### [Objective A]
Translate this sentence from the output of the motor program into Spanish: "Mechanical power output is %3.3f kW"
### [Objective B]
In the listing, reproduce the part that opens with the line containing "Can you find the cattle" and closes with the line containing "pixel 342 289", including both of those lines.

=== Page ===

//Chapter-3, Example 3.5, Page 3.13
//=============================================================================
clc
clear

//INPUT DATA
P=6;//Number of poles
f=50;//Supply frequency in Hz
Tm=120;//Shaft torque in N.m
f1=2;//Rotor current frequency in Hz
L=5;//Amount of constant losses in N.m
C=500;//Amount of core losses in W

//CALCULATIONS
Ns=(120*f)/P;//Synchronous speed in rpm
s=(f1/f);//Slip of the motor 
N=(1-s)*Ns;//Actual speed in rpm
P=(2*3.14*N*Tm)/60;//Shaft power in W
Pm=(2*3.14*N*(Tm+L))/60000;//Mechanical power output in kW
R=(s*Pm)/(1-s);//Rotor copper losses in kW
I=(Pm+R+(L/10));//Motor input in kW
n=(Pm/I)*100;//Machine efficiency

//OUTPUT
mprintf('a)Mechanical power output is %3.3f kW\nb)Rotor copper losses is %3.2fkW\nc)Motor input is %3.3f kW\nd)Machine efficiency is %3.1f percent',Pm,R,I,n)

//=================================END OF PROGRAM==============================

=== Given entries ===

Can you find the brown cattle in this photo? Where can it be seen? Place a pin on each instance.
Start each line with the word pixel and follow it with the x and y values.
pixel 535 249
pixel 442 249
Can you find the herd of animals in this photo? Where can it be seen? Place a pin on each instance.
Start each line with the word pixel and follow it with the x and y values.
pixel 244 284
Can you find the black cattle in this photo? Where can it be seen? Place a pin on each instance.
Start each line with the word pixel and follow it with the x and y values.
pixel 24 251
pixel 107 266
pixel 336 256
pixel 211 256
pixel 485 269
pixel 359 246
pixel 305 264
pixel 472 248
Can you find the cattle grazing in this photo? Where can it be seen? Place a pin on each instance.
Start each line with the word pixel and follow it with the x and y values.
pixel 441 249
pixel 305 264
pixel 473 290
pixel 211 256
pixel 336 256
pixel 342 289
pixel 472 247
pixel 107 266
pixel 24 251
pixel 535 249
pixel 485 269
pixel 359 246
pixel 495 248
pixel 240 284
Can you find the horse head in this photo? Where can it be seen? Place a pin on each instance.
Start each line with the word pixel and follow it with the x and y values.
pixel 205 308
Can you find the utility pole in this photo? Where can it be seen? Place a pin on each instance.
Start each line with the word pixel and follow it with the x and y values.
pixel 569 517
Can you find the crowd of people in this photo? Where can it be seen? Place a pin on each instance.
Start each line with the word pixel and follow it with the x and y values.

===

### [Exercise solution A]
La potencia mecánica de salida es %3.3f kW

### [Exercise solution B]
Can you find the cattle grazing in this photo? Where can it be seen? Place a pin on each instance.
Start each line with the word pixel and follow it with the x and y values.
pixel 441 249
pixel 305 264
pixel 473 290
pixel 211 256
pixel 336 256
pixel 342 289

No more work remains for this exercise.